+++ EXERCISE DATA

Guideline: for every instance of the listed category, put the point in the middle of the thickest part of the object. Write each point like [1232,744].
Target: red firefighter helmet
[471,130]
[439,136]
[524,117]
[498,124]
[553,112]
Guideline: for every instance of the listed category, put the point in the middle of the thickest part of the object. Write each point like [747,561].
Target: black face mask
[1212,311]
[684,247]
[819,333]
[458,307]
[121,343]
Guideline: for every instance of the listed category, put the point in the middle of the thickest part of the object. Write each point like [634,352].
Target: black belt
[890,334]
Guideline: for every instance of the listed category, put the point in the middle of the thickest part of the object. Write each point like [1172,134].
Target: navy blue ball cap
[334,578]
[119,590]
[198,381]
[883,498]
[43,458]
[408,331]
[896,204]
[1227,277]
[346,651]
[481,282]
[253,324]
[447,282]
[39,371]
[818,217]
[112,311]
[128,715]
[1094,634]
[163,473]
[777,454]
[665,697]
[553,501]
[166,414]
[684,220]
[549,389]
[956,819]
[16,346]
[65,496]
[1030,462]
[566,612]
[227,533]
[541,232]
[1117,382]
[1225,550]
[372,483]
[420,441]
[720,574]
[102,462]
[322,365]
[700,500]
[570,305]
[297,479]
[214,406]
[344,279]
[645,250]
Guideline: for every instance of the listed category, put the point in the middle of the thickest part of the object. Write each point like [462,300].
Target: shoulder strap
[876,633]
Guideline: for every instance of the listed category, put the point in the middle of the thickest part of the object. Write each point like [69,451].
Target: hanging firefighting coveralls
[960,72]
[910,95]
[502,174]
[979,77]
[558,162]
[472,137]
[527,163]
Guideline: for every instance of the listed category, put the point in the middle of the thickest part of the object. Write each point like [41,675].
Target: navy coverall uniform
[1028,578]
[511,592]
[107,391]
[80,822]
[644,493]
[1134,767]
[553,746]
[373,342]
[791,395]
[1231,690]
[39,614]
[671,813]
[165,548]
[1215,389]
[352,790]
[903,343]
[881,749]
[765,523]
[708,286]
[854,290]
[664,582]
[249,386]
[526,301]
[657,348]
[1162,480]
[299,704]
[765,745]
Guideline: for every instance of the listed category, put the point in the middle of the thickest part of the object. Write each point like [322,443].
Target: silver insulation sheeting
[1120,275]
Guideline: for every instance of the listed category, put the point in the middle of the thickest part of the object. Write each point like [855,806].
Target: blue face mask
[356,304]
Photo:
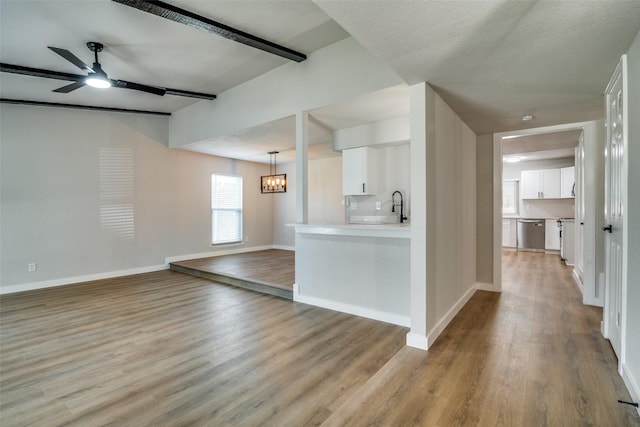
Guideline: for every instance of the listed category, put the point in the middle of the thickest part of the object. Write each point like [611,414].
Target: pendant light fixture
[273,183]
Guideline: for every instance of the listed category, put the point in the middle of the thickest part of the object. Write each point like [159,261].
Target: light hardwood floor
[168,349]
[275,267]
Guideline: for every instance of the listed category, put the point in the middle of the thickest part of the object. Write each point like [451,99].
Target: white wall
[394,163]
[631,372]
[443,164]
[325,198]
[484,220]
[55,211]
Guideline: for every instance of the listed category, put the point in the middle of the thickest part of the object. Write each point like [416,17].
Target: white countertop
[402,231]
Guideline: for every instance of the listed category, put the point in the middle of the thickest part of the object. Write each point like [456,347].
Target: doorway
[593,183]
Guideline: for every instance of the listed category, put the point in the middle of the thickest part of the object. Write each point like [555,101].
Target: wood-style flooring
[270,271]
[166,349]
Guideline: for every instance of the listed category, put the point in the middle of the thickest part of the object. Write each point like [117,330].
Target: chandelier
[273,183]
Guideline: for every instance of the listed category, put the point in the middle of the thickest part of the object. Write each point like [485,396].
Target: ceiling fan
[95,76]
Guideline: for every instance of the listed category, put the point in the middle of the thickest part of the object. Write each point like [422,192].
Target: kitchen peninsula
[357,269]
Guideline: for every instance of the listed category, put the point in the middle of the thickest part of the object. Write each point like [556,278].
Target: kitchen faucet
[393,205]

++++++

**TASK ITEM:** Using the material above, extract the line that contains "point like [556,278]." and every line after it, exactly as given; stop at the last line.

**ANSWER BELOW:**
Guideline: for every instance of the listed category, put the point in the middle of the thickest part of the object. Write each point like [556,278].
Target: kitchen faucet
[393,205]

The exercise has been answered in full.